REQUIRED ACTION:
A word-for-word copy of every entry below is required; the images do not belong in it.

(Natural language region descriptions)
....
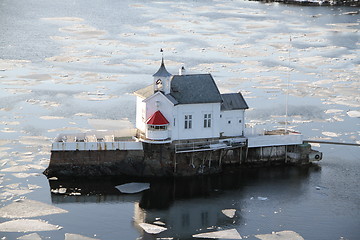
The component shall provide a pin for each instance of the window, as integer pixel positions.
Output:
(188, 121)
(207, 120)
(157, 128)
....
SOLVED EXERCISE:
The component shall provide a pin for each instance of the window, as integer pixel positions.
Output:
(188, 121)
(207, 120)
(157, 128)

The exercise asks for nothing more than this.